— Estratto del testo —
◆ ◆ ◆ ◆ ◆
Uno scienziato inorridirebbe.

«Respingo il poligenismo evoluzionista. Se un cattolico lo accettasse verrebbe a cadere l’idea di un peccato originale trasmesso da una coppia di progenitori a tutta l’umanità. La mia battaglia culturale non è solo contro il laicismo, ma si svolge soprattutto all’interno del mondo cattolico sottomesso al clima intellettuale dominante».

Insomma lei sostiene che Adamo ed Eva non sono figure simboliche ma reali?

«Il paradiso terrestre è una realtà storica non una metafora».

Non le viene il dubbio che la storia della Terra, la sua origine, si possa raccontare in maniera diversa?

«Io ripropongo una cosmologia cristiana che fa capo alla stessa visione di Benedetto XVI».

Lei sa che la grande rivoluzione scientifica del Seicento cambia nel profondo anche la cosmologia cristiana, come può non tenerne conto?

«Mi pare più grave voler interdire la possibilità a un cattolico di esporre pubblicamente le proprie visioni cosmologiche e metafisiche».

Fino al punto di affermare che la caduta dell’Impero Romano avvenne principalmente per colpa dei gay?
◆ ◆ ◆ ◆ ◆
— Quesito breve 1 —
Nell'intervista, che cosa afferma l'intervistato a proposito del paradiso terrestre?
— Quesito breve 2 —
Elenca tutte le domande che l'intervistatore pone nell'intervista.
— Quesito breve 3 —
Ricopia fedelmente il passo dell'intervista che va da "Lei sa che la" giù fino a "colpa dei gay?".

— Dati forniti —
◆ ◆ ◆ ◆ ◆
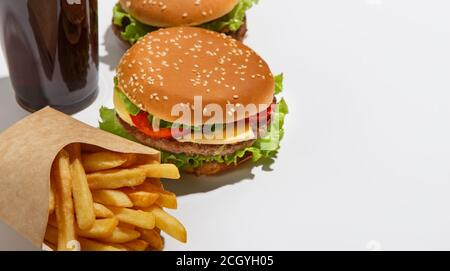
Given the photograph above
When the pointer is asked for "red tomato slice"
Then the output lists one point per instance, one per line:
(141, 122)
◆ ◆ ◆ ◆ ◆
— Soluzione esercizio 1 —
Che è una realtà storica, non una metafora.

— Soluzione esercizio 2 —
- Insomma lei sostiene che Adamo ed Eva non sono figure simboliche ma reali?
- Non le viene il dubbio che la storia della Terra, la sua origine, si possa raccontare in maniera diversa?
- Lei sa che la grande rivoluzione scientifica del Seicento cambia nel profondo anche la cosmologia cristiana, come può non tenerne conto?
- Fino al punto di affermare che la caduta dell'Impero Romano avvenne principalmente per colpa dei gay?

— Soluzione esercizio 3 —
Lei sa che la grande rivoluzione scientifica del Seicento cambia nel profondo anche la cosmologia cristiana, come può non tenerne conto?

«Mi pare più grave voler interdire la possibilità a un cattolico di esporre pubblicamente le proprie visioni cosmologiche e metafisiche».

Fino al punto di affermare che la caduta dell’Impero Romano avvenne principalmente per colpa dei gay?